## [Supplied material]
• • • •

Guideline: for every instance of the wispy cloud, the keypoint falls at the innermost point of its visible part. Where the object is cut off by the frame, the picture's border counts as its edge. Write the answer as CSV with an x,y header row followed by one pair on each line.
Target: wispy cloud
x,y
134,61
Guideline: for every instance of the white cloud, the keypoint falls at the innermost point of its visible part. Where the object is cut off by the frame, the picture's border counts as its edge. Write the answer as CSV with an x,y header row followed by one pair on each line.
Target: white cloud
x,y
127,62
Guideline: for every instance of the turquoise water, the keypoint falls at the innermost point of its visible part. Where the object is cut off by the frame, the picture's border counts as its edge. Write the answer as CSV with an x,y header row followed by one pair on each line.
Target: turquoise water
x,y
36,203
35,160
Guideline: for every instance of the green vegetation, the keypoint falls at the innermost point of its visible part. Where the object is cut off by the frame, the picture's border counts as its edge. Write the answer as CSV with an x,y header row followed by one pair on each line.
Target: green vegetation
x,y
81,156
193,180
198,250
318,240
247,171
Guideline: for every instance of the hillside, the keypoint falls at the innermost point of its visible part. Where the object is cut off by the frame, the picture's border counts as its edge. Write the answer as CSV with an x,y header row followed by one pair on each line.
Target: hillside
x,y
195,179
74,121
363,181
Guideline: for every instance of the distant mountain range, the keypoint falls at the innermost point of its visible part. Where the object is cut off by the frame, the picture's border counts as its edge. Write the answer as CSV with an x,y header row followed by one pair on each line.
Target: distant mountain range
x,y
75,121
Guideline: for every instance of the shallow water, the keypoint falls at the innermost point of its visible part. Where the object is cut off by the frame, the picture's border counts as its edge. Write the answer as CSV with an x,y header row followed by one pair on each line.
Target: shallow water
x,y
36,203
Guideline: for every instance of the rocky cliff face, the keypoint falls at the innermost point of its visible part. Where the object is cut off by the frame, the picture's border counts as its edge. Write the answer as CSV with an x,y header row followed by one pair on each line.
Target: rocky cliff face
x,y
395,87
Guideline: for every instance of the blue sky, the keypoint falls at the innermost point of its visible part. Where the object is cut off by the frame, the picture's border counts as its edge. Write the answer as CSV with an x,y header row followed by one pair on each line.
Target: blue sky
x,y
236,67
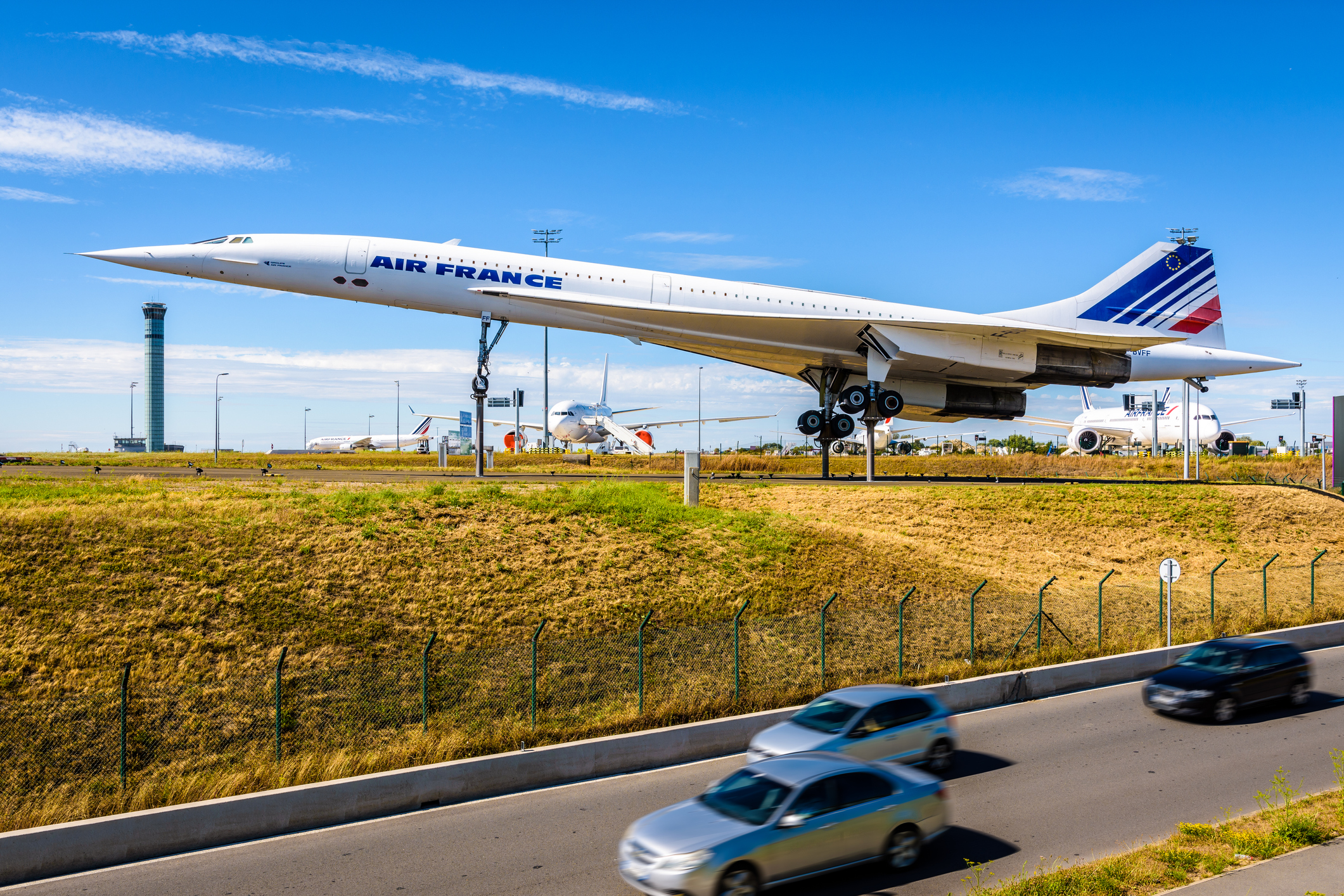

• • • •

## [Exercise goal]
Pick out every line in the rows above that contains the word "shallow", and copy each of those lines in full.

## [Answer to this exercise]
Guideline: for every instance of the shallow water, the keypoint falls at the innermost point of its visible part. Where the object is cut off by the frame, the picture's border counts as its edge. Write the answer as CSV with an x,y header row followed by one pair on each line.
Target: shallow water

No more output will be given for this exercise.